## TRAVAIL À FAIRE
Recopiez le passage du texte sur les violences policières qui commence aux mots "David Diaz-Jogeix, directeur" et s'arrête après "quatre ans ?". Remplacez-y "rapport" par "document".
++++ SECTION DU TEXTE ++++
David Diaz-Jogeix, directeur adjoint du département Europe d'Amnesty International, a supervisé le rapport de l'ONG publié jeudi 2 avril et intitulé "France : Des policiers au-dessus des lois". Il explique que les forces de l'ordre se livrent de plus en plus à des "représailles" contre certaines victimes ou témoins de mauvais traitements qui leur sont imputés, notamment à travers des plaintes pour "outrage" ou "rébellion".


En 2005, le dernier rapport d'Amnesty sur le sujet dénonçait de graves violences policières, sous couvert d'un "climat d'impunité". Comment la situation a-t-elle évolué en quatre ans ?
++++ DONNÉES RECUEILLIES ++++
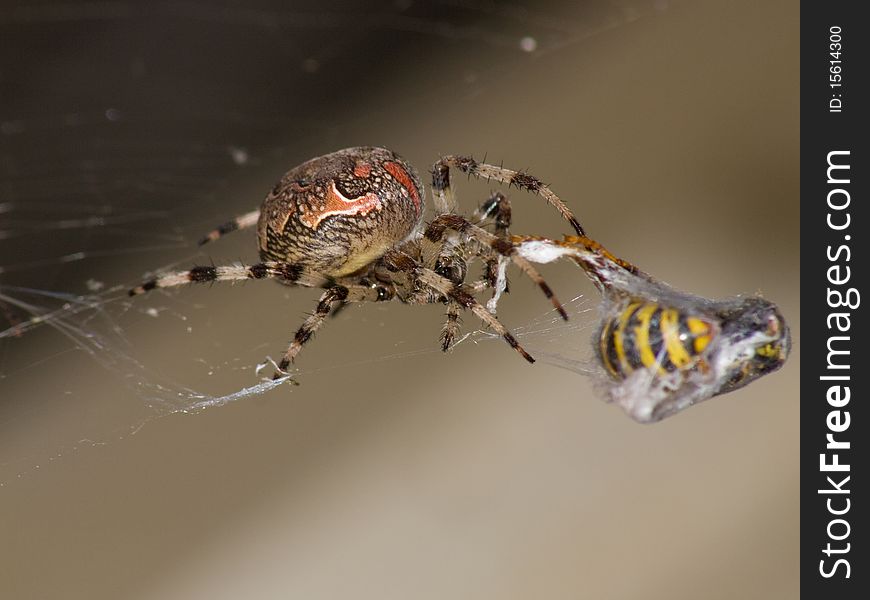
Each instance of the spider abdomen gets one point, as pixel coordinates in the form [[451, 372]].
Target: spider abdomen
[[339, 212]]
++++
## ZONE DE RÉPONSE
David Diaz-Jogeix, directeur adjoint du département Europe d'Amnesty International, a supervisé le document de l'ONG publié jeudi 2 avril et intitulé "France : Des policiers au-dessus des lois". Il explique que les forces de l'ordre se livrent de plus en plus à des "représailles" contre certaines victimes ou témoins de mauvais traitements qui leur sont imputés, notamment à travers des plaintes pour "outrage" ou "rébellion".


En 2005, le dernier document d'Amnesty sur le sujet dénonçait de graves violences policières, sous couvert d'un "climat d'impunité". Comment la situation a-t-elle évolué en quatre ans ?